━━━━━ Textauszug ━━━━━
Der Iran versucht durch die Unterstützung der Hamas die jüngste Normalisierung der Beziehungen zwischen Saudi-Arabien und Israel zu sabotieren und die Saudis an die Macht des Iran in der Region zu erinnern. Die zuletzt stattgefundene Normalisierung stellt eine erhebliche Bedrohung für den Iran dar und könnte sich möglicherweise auf regionale Sicherheitsabkommen unter Beteiligung der USA ausweiten. Dies könnte dazu führen, dass der Iran in der Region isoliert würde.

Außerdem versucht die Hamas mit dem Angriff angesichts ihrer geschwächten innenpolitischen Position, ihre militante Glaubwürdigkeit zu untermauern. Die Hamas hat ein geringes Interesse an einem Frieden mit Israel. Sie will ebenfalls eine saudisch-israelische Normalisierung verhindern, bei der die Saudis wohl eine Behelfslösung für die palästinensische Frage akzeptieren würden. Die aktuelle Eskalation ist aber auch eine Reaktion auf die zunehmende israelische Einschüchterung und Gewalt gegen Palästinenser.
━━━━━ Ausgangsmaterial ━━━━━
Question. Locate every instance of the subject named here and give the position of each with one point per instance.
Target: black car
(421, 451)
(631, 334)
━━━━━
> _Aufgaben_
1. Prüfe, ob die folgenden Aussagen mit dem Textauszug übereinstimmen: (a) Die Hamas hat ein großes Interesse an einem Frieden mit Israel. (b) Die Normalisierung könnte zu einer Isolation des Iran in der Region führen. (c) Die innenpolitische Position der Hamas wird als gestärkt beschrieben. Antworte jeweils mit Ja oder Nein und zitiere die entscheidenden Worte wörtlich.
2. Nenne alle Staaten, die im Textauszug namentlich vorkommen.
3. Schreibe den Abschnitt des Textauszugs wortgetreu ab, beginnend bei „Außerdem versucht die“ und endend bei „Gewalt gegen Palästinenser.“.
Die Zeilen sind hierfür ohne Bedeutung.

> _Lösungen_
1.
(a) Nein: „Die Hamas hat ein geringes Interesse an einem Frieden mit Israel.“
(b) Ja: „Dies könnte dazu führen, dass der Iran in der Region isoliert würde.“
(c) Nein: „angesichts ihrer geschwächten innenpolitischen Position“

2. Iran, Saudi-Arabien, Israel, USA

3.
Außerdem versucht die Hamas mit dem Angriff angesichts ihrer geschwächten innenpolitischen Position, ihre militante Glaubwürdigkeit zu untermauern. Die Hamas hat ein geringes Interesse an einem Frieden mit Israel. Sie will ebenfalls eine saudisch-israelische Normalisierung verhindern, bei der die Saudis wohl eine Behelfslösung für die palästinensische Frage akzeptieren würden. Die aktuelle Eskalation ist aber auch eine Reaktion auf die zunehmende israelische Einschüchterung und Gewalt gegen Palästinenser.